Diet may displace drugs for controlling high BP
Diet plays such an important role in hypertension that in those with a BP of 140-159/90-99 mm Hg, dietary changes alone can serve as initial treatment before starting antihypertensive medications. Moreover, among patients already on antihypertensives, dietary changes can further lower BP and facilitate medication step-down.
These findings are presented in a new scientific statement from the American Heart Association (Hypertension. 2006;47:296-308). Summarizing the best clinical research to date, the statement — written by a panel of leading medical and research authorities — is explicit about which foods, minerals, and supplements clinicians should and should not prescribe for their patients. Following is a summary of the new recommendations.
On average, as dietary sodium chloride intake rises, so does BP. In a recent meta-analysis of more than 50 randomized trials, a median reduction in urinary sodium of about 1.8 g/day lowered systolic and diastolic BP by 2.0 and 1.0 mm Hg, respectively, in nonhypertensive patients and 5.0 and 2.7 in those with hypertension. In general, the effects of sodium reduction on BP tend to be greater in blacks, middle-aged and older persons, and those with hypertension, diabetes, or chronic kidney disease. These groups tend to have a less responsive renin-angiotensin-aldosterone system.
Some salt is required. An Institute of Medicine panel has set 1.5 g/day as an adequate level. But in view of the American food supply and the resulting high levels of salt consumption — more than 75% of consumed salt comes from processed products — a reduction to 1.5 g/day is not easily achievable. Therefore, a reasonable recommended limit at present is 2.3 g/day.
High potassium intake is associated with reduced BP, based on more than 30 clinical trials. Though data from individual studies were inconsistent, three meta-analyses of these trials documented a significant inverse relationship between potassium intake and BP in patients with and without hypertension. Potassium reduced BP more in blacks than in whites; in some studies, the result in blacks is striking.
Because potassium derived from foods is accompanied by other nutrients, the preferred strategy is to consume foods rich in potassium rather than supplements. Fruits and vegetables are the best dietary sources. Foods rich in potassium include apricots, avocados, bananas, melons, kiwis, lima beans, oranges, prunes, spinach, tomatoes, and squash.
The effect of potassium on BP depends on the concurrent intake of salt and vice versa. An increased intake of potassium lowers BP more in the context of a higher salt intake, and conversely, the BP reduction from a reduced salt intake is greatest when potassium intake is low. For example, a high potassium intake blunted the BP rise in response to increased salt intake in one trial of black men.

WORK ORDER: Retype the diet and blood pressure article word for word, from "Because potassium derived" up to and including "tomatoes, and squash.".

DATA:
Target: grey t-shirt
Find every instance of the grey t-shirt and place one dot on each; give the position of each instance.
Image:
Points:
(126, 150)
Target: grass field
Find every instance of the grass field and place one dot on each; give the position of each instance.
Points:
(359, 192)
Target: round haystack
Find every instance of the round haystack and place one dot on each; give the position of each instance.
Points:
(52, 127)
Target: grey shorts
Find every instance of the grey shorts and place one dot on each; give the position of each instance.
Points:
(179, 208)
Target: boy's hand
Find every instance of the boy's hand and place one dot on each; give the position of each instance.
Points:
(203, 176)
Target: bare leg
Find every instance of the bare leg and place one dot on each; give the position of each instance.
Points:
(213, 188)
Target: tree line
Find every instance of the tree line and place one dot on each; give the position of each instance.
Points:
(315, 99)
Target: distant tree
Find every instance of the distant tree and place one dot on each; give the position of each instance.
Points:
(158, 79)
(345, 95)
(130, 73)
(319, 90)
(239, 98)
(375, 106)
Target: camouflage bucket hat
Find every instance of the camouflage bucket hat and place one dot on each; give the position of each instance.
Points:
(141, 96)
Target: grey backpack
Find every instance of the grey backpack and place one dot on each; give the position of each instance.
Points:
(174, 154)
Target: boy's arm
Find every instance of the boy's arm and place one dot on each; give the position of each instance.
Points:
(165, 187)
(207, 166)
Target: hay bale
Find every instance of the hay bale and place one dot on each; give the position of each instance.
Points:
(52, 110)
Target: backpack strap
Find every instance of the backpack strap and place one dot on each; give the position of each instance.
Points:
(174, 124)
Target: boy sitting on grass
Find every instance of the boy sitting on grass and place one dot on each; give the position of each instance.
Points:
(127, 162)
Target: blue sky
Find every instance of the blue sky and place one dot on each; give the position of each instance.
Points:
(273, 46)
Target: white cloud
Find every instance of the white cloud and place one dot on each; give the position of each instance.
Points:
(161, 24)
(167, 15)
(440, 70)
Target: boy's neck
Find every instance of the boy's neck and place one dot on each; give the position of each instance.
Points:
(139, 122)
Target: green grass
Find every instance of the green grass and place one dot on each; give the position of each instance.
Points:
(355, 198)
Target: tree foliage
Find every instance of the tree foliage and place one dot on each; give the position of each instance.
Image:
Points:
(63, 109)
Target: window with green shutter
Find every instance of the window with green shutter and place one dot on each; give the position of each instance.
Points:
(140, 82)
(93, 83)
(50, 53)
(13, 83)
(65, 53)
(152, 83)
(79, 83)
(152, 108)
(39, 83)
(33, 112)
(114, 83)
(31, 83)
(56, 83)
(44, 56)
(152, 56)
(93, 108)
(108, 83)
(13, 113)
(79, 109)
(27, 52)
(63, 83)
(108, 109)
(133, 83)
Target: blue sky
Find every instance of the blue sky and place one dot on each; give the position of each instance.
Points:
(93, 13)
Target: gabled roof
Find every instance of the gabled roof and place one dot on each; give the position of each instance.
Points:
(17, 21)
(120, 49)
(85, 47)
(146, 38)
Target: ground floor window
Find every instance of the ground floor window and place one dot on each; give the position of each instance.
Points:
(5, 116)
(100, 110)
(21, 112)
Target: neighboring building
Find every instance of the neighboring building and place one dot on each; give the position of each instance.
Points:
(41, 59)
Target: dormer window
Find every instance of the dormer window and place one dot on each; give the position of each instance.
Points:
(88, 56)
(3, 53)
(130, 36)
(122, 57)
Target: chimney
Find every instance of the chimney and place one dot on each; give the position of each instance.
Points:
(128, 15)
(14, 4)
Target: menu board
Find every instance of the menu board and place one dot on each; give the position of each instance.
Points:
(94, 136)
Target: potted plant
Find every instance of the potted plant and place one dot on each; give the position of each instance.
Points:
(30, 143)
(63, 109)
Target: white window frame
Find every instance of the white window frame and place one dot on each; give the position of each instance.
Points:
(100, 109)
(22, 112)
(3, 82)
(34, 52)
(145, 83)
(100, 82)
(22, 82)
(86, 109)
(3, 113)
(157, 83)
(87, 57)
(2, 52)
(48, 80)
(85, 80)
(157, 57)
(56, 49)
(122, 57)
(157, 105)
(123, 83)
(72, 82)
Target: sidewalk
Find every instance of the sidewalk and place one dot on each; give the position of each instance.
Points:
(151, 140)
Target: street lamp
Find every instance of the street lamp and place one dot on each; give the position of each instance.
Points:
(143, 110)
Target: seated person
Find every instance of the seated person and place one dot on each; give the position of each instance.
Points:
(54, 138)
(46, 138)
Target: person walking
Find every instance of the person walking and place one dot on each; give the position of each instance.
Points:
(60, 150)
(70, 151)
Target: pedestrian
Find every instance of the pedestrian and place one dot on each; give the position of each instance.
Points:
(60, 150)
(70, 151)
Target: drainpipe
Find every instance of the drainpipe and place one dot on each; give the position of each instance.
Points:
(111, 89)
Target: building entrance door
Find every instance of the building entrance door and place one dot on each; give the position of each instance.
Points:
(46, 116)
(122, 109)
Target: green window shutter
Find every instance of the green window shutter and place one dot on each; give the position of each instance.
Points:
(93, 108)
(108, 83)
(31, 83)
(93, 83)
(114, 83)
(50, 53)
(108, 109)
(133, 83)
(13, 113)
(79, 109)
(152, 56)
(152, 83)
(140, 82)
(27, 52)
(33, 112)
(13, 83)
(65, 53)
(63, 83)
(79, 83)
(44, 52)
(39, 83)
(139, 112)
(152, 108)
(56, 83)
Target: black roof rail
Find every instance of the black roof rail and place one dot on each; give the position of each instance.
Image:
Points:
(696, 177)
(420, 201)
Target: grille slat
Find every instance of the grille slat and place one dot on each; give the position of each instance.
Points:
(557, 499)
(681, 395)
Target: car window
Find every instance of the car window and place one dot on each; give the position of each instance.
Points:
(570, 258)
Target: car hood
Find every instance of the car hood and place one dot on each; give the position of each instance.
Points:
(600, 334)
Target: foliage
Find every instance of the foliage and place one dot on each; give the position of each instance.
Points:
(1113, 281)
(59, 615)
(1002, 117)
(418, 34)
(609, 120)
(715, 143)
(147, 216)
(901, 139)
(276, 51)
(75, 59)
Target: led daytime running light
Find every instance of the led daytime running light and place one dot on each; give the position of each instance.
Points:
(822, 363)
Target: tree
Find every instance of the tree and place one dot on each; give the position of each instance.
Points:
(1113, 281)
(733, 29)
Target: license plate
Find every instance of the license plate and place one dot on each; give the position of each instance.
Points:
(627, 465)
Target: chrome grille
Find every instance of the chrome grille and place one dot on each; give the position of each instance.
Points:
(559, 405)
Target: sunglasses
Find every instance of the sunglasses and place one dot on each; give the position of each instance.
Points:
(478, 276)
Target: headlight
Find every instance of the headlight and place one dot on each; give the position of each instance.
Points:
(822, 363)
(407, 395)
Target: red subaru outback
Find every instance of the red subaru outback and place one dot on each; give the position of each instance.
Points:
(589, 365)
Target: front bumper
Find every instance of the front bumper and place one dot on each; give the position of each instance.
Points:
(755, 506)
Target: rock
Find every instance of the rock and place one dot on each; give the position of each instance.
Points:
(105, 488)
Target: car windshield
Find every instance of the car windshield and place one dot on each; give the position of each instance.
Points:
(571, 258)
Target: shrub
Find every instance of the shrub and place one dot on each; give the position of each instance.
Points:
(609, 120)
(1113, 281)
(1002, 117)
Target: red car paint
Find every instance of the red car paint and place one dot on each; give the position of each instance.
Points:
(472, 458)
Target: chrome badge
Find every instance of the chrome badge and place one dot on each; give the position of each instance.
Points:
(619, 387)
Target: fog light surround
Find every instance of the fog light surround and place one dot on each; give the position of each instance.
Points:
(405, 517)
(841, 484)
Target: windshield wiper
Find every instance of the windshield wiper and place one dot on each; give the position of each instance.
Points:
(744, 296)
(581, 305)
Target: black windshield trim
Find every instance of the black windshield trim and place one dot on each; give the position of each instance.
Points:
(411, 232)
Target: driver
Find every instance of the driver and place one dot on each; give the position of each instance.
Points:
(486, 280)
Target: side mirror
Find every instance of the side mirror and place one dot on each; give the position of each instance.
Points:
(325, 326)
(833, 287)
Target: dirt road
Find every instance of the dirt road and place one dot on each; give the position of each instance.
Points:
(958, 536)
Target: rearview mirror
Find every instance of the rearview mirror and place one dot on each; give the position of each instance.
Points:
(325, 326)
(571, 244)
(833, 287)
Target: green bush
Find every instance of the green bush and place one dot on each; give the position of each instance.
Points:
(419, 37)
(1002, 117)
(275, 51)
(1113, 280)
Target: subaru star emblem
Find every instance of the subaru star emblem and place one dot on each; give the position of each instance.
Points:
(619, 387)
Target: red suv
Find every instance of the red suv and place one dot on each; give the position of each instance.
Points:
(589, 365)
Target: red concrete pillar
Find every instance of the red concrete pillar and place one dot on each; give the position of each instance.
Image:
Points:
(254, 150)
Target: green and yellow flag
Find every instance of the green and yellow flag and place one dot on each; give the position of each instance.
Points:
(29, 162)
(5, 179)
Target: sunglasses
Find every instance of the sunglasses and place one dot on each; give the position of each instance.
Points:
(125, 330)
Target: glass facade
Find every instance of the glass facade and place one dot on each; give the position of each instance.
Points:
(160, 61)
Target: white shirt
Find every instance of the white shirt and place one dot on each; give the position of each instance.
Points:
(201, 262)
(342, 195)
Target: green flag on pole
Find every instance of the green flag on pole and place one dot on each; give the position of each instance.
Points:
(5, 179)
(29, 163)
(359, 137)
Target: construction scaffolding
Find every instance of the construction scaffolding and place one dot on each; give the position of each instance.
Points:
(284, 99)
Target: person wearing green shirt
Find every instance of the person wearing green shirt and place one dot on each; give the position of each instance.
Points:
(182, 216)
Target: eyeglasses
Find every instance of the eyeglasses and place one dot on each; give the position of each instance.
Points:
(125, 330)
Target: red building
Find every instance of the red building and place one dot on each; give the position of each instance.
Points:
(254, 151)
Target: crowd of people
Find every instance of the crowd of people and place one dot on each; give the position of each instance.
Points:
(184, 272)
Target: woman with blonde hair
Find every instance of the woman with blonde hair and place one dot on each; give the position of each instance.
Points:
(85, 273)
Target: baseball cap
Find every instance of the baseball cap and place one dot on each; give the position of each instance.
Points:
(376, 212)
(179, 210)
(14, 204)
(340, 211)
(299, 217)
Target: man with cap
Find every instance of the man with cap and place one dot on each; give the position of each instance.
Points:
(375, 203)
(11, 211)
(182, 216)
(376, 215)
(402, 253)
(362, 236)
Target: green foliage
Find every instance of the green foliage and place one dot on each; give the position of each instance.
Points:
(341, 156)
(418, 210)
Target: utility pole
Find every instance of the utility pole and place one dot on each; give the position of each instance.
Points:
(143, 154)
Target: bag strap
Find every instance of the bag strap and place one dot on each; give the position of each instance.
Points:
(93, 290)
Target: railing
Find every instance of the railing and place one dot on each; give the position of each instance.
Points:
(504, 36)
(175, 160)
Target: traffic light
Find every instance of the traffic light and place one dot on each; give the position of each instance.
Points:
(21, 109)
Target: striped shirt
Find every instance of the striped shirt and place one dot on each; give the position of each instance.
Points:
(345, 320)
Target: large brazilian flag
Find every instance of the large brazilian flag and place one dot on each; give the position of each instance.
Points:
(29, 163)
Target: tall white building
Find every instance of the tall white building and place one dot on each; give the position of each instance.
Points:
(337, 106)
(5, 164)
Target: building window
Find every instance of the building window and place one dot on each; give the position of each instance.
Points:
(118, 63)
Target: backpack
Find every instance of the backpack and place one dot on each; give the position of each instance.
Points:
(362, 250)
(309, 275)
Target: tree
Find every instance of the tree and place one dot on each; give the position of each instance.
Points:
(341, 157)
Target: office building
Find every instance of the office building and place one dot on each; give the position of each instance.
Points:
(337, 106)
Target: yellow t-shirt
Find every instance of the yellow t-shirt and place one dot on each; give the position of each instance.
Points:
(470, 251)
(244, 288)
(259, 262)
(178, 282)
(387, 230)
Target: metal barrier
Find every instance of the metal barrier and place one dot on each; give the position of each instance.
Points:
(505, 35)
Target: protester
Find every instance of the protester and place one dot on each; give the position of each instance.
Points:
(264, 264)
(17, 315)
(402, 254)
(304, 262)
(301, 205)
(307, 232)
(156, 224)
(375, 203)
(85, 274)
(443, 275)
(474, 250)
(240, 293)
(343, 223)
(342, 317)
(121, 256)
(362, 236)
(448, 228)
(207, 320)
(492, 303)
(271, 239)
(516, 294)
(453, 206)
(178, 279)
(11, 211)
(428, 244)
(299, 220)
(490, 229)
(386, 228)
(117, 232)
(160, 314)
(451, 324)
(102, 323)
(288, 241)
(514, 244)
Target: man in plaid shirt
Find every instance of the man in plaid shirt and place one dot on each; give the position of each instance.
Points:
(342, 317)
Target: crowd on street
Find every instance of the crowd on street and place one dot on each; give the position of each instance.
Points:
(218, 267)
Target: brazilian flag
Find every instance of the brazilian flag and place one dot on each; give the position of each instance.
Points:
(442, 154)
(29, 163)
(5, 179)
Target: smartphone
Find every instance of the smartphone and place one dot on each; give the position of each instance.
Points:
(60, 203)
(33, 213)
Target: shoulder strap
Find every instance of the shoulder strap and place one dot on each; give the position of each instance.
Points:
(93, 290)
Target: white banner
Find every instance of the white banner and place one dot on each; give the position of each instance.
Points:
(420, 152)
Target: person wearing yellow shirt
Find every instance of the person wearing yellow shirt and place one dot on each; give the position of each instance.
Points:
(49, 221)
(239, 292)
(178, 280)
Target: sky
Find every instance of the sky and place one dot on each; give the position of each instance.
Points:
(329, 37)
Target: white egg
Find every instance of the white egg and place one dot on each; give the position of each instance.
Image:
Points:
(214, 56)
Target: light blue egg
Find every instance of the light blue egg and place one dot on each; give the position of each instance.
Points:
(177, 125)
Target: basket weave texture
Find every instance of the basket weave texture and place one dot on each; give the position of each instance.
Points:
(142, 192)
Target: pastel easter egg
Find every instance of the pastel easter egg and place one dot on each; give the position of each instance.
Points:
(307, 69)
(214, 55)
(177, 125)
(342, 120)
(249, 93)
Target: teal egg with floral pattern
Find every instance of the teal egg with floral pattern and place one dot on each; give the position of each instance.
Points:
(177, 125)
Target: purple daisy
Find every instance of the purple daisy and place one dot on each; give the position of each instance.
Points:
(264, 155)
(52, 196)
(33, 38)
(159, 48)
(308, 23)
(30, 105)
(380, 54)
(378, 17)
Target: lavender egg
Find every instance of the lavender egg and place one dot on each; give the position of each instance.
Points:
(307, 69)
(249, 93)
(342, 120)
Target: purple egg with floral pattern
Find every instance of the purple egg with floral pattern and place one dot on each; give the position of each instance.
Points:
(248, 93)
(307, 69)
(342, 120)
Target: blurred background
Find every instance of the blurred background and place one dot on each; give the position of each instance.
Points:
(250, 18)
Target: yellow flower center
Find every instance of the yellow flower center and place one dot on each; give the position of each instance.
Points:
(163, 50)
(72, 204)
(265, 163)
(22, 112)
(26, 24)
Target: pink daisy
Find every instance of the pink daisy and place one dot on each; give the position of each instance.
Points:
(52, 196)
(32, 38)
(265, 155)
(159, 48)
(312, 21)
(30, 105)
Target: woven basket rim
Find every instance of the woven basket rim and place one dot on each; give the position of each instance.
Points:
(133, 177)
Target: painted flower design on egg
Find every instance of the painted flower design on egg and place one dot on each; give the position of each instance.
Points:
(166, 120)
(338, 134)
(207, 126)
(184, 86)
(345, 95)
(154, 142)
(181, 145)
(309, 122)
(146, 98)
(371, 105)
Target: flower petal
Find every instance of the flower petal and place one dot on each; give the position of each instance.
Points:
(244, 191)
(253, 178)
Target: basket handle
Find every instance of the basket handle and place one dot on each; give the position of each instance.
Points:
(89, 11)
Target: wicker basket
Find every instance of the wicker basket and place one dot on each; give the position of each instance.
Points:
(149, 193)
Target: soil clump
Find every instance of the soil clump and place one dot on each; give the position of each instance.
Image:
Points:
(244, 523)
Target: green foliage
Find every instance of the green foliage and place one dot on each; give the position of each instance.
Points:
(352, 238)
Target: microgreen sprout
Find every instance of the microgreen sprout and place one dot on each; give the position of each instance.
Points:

SOLUTION:
Because potassium derived from foods is accompanied by other nutrients, the preferred strategy is to consume foods rich in potassium rather than supplements. Fruits and vegetables are the best dietary sources. Foods rich in potassium include apricots, avocados, bananas, melons, kiwis, lima beans, oranges, prunes, spinach, tomatoes, and squash.